● REQUIRED WORK
Repeat the full listing exactly.

== == ==

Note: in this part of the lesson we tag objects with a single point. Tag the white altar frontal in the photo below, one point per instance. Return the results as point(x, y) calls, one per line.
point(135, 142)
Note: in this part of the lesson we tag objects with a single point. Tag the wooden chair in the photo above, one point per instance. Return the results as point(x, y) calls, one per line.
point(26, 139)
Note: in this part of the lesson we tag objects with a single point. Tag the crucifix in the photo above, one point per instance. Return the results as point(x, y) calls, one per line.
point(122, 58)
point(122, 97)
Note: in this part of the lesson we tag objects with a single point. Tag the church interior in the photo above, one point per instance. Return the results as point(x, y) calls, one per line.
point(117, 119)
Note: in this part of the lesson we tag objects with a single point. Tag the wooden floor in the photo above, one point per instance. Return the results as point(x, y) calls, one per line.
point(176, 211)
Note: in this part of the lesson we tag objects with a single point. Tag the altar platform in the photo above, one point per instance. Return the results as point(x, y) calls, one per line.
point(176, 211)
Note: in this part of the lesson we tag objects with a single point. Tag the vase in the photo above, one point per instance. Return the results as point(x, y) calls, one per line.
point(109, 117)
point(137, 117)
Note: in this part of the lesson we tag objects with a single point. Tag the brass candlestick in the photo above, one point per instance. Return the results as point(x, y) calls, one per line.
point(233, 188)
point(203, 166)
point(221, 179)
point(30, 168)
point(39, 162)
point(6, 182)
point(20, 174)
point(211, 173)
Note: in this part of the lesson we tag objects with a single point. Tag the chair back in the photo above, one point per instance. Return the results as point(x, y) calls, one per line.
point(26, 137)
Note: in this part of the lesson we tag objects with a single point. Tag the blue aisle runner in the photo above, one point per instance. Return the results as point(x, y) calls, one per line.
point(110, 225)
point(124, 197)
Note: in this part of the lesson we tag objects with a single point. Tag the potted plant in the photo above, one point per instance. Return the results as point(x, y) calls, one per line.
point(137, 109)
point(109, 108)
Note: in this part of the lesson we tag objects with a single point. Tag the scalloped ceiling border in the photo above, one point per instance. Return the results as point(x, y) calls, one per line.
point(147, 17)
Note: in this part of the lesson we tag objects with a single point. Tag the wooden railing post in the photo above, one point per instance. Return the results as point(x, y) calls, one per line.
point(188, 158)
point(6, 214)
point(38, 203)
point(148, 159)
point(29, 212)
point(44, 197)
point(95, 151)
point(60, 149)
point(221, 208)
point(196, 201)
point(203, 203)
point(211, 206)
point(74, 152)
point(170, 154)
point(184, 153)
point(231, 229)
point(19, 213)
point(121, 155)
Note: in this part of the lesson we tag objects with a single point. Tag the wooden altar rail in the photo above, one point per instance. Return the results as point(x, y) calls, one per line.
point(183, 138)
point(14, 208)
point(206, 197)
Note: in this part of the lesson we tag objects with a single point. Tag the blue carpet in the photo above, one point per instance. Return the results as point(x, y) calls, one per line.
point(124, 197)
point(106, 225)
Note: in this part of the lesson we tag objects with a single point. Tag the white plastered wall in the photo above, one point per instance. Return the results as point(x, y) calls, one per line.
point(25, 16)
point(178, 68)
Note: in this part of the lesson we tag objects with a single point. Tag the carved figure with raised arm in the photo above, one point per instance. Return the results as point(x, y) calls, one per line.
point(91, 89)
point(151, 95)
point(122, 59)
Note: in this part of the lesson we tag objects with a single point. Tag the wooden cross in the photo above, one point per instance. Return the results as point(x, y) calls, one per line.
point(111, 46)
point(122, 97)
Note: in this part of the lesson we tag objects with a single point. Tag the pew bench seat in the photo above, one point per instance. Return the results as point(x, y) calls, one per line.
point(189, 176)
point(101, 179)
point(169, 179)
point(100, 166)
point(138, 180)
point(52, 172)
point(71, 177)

== == ==

● OUTPUT OF THE TASK
Note: in this part of the lesson we tag objects with a single point. Tag the white altar frontal in the photo below, one point per instance. Return the results as point(x, y) calls, one per line.
point(135, 142)
Note: in this part of the lesson we tag objects with a single point. Tag the wooden chair in the photo above, one point per instance. Return the results as point(x, y) calls, one per line.
point(26, 139)
Note: in this part of the lesson we tag objects with a single point. Tag the crucifix in the photo above, one point per instance. Return the results as point(x, y) calls, one per line.
point(122, 58)
point(122, 97)
Note: in this part of the lesson we tag objects with a single point. Tag the church interior in the photo above, one point per instance. Return the results as point(x, y) calls, one per line.
point(117, 119)
Note: in this part of the lesson we tag objects with a single point. Tag the wooden floor in the photo above, one point per instance. Return the results as point(x, y) calls, one per line.
point(176, 211)
Note: in this part of the lesson we tag objects with a single point. Tag the altar platform in the photo above, one point per instance. Return the results as point(x, y) calls, one per line.
point(176, 211)
Note: in this part of the lesson we tag objects with a single point. Tag the vase in the photo above, one point per instance. Return the results as point(x, y) calls, one per line.
point(109, 117)
point(137, 117)
Note: in this part of the lesson we tag objects with a single point. Tag the brass candlestick in the photo above, one point per instance. Return the results as point(x, y) calls, one per line.
point(233, 188)
point(203, 166)
point(221, 179)
point(30, 168)
point(39, 162)
point(6, 182)
point(20, 174)
point(211, 173)
Note: in this part of the lesson we tag objects with a single point. Tag the chair back in the photo above, one point per instance. Return the results as point(x, y) calls, one per line.
point(26, 137)
Note: in this part of the lesson we tag objects with a single point. Tag the blue aisle runner in the photo above, one point per instance. Return the results as point(x, y) calls, one per line.
point(110, 225)
point(124, 197)
Note: in this part of the lesson we tag objects with a single point. Tag the potted plant in the photo above, one point per instance. Return the results as point(x, y) calls, one per line.
point(137, 109)
point(109, 108)
Note: in this part of the lesson we tag objects with a single point. Tag the scalloped ceiling border in the photo above, one point per instance. Return the results as point(x, y) calls, one per line.
point(147, 17)
Note: in this part of the lesson we tag objects with a single point. Tag the wooden railing post in the photo above, one point per instance. Return the results as point(x, y) calls, one per line.
point(188, 158)
point(6, 214)
point(38, 203)
point(148, 159)
point(29, 212)
point(44, 197)
point(95, 151)
point(60, 149)
point(221, 208)
point(196, 201)
point(203, 203)
point(211, 206)
point(74, 152)
point(170, 154)
point(184, 153)
point(231, 229)
point(19, 213)
point(121, 155)
Note: in this part of the lesson we tag objects with a single point. Tag the wooden altar rail in the photo above, one point per instance. Return the results as point(x, y) calls, one per line.
point(183, 138)
point(14, 208)
point(206, 197)
Note: in this part of the lesson we tag objects with a single point. Tag the blue carpet in the photo above, one point per instance. Return the results as point(x, y) calls, one per line.
point(124, 197)
point(106, 225)
Note: in this part of the lesson we tag objects with a single point. Tag the white plastered wall in the photo above, one point per instance. Return the results as point(x, y) calls, one per line.
point(25, 16)
point(178, 68)
Note: in this part of the lesson we tag objects with a single point. Tag the carved figure with raised arm in the photo above, one point per instance. Return the results as point(x, y) calls, one per line.
point(91, 89)
point(151, 95)
point(122, 59)
Note: in this part of the lesson we tag objects with a single point. Tag the wooden cross in the photo above, one point per instance. Return the results as point(x, y) calls, one per line.
point(111, 46)
point(122, 97)
Note: in this part of the lesson we tag objects with a single point. Tag the pew bench seat in the photo above, one point per instance. Return the results as point(x, y) calls, one per line.
point(189, 176)
point(101, 179)
point(169, 179)
point(100, 166)
point(138, 180)
point(52, 172)
point(71, 177)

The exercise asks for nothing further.